• Problem to solve
Retype every one of the records below line for line, keeping each character unchanged.

[start]

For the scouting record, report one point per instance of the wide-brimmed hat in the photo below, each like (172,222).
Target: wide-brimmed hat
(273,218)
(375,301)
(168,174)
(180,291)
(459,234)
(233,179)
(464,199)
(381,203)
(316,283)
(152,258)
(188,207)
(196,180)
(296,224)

[end]

• Full response
For the scouting record, report one point per instance of the wide-brimmed hat in the photo below, each like (172,222).
Target: wide-brimmed hat
(273,218)
(375,301)
(168,174)
(180,291)
(459,234)
(233,179)
(464,199)
(381,203)
(316,283)
(152,258)
(188,207)
(196,180)
(296,224)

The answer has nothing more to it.